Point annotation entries
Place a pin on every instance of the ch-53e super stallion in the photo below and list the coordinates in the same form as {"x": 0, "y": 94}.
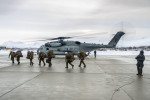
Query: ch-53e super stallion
{"x": 61, "y": 47}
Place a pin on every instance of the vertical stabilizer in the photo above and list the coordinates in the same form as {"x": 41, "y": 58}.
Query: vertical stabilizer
{"x": 115, "y": 39}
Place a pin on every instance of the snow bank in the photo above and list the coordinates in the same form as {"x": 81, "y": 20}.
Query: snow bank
{"x": 108, "y": 52}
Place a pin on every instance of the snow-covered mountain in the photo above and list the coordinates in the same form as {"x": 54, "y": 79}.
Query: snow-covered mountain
{"x": 12, "y": 44}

- [WRITTEN EXERCISE]: Reproduce every one of the entries above with each "instance" swapped for "occurrence" and all other text left unchanged. Omit the pictures from your answer.

- [OUTPUT FOR THIS TASK]:
Place a pin on every occurrence of the ch-53e super stallion in the photo below and list the coordinates in the same form as {"x": 0, "y": 94}.
Query: ch-53e super stallion
{"x": 61, "y": 47}
Place a pin on every occurrence of the vertical stabilizer in the photo above and list the coordinates in the same form as {"x": 41, "y": 58}.
Query: vertical stabilizer
{"x": 115, "y": 39}
Place a pin on every occurrence of the snow bank in the photo above and list the coordinates in the same form as {"x": 81, "y": 20}.
Query: snow bank
{"x": 108, "y": 52}
Place a pin on every occurrence of the snow-covered mountain in the photo above and list the coordinates in the same form as {"x": 54, "y": 79}.
Query: snow-covered mountain
{"x": 12, "y": 44}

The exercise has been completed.